▶ [Stated task] Report each line of the material below that contains the string "tablet". Case counts, so uppercase and lowercase letters do not match each other.

>> Begin Items

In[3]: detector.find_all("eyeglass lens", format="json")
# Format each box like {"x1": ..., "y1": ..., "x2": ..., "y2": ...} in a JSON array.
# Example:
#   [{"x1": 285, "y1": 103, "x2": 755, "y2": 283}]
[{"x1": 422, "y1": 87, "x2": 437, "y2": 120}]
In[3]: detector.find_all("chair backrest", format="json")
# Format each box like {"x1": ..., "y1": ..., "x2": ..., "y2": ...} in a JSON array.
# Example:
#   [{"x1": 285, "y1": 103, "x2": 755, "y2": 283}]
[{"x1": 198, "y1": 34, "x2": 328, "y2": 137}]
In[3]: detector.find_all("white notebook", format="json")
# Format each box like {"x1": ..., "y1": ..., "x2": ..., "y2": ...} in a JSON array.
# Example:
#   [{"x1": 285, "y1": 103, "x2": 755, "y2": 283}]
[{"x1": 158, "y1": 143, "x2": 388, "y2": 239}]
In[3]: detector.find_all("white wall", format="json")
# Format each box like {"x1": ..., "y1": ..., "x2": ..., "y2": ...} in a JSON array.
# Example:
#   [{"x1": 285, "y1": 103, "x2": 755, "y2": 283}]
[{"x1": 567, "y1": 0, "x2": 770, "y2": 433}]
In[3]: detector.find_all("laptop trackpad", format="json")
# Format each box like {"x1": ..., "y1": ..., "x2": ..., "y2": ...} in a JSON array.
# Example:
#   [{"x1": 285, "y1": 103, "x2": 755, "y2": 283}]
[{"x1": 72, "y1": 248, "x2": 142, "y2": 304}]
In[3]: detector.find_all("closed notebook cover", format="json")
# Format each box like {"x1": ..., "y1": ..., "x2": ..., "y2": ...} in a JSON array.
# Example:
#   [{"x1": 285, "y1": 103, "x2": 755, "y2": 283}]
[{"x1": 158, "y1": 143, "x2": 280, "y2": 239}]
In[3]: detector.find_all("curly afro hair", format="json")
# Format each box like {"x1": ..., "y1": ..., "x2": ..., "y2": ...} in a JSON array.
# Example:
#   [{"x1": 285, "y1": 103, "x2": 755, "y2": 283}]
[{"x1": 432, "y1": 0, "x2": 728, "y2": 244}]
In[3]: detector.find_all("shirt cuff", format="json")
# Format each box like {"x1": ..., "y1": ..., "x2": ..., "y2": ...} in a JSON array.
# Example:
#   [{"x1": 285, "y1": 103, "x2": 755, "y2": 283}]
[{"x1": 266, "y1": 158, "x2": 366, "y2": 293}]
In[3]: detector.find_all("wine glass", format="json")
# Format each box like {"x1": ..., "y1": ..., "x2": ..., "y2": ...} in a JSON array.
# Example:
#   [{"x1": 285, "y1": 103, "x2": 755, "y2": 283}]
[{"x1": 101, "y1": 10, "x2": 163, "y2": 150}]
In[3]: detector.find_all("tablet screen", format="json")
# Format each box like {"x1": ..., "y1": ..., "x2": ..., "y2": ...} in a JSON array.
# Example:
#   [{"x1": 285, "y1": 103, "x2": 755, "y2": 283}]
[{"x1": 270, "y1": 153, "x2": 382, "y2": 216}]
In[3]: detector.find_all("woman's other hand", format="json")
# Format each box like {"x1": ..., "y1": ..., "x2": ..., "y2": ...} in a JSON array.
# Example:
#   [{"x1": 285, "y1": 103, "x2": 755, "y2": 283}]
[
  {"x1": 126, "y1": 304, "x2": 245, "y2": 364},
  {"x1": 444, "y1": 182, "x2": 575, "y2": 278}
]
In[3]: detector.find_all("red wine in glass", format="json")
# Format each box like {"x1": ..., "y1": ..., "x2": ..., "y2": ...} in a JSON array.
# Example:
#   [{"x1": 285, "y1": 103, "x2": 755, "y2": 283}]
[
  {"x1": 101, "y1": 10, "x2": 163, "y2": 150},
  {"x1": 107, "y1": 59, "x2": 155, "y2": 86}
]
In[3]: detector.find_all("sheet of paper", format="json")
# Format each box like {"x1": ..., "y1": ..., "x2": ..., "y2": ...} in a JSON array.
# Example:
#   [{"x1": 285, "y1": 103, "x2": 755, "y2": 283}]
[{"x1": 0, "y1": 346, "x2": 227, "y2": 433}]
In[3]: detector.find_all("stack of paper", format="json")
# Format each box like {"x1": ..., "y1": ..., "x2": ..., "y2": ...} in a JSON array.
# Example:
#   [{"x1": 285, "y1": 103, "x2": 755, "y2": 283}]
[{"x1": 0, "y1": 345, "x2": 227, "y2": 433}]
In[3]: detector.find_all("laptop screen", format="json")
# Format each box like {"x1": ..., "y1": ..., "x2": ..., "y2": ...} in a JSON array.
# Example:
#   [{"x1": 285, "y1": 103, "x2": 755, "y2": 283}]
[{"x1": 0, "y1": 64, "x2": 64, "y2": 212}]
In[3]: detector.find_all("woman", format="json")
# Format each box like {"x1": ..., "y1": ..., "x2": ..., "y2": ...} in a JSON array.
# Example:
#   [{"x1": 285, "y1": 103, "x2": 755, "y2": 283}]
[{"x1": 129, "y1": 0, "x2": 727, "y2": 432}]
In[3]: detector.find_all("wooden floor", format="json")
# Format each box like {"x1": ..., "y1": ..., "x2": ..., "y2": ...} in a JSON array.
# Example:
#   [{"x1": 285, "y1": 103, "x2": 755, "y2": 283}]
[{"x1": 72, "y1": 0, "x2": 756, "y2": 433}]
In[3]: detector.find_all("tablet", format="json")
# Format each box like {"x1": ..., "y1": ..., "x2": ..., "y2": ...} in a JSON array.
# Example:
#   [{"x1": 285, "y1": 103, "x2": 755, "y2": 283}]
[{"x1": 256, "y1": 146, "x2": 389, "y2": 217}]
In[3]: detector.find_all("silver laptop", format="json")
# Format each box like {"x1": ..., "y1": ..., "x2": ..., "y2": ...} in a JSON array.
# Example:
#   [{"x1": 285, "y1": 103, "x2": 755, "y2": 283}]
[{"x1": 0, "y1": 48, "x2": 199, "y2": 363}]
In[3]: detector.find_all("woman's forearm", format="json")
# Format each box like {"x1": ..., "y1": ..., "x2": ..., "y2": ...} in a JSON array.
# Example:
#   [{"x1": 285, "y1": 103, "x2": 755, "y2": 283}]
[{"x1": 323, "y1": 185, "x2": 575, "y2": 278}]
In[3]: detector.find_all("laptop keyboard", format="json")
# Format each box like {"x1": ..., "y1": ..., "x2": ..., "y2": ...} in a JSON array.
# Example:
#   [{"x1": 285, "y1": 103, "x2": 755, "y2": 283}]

>> End Items

▶ [Output of the exercise]
In[3]: detector.find_all("tablet screen", format="json")
In[3]: detector.find_all("tablet", format="json")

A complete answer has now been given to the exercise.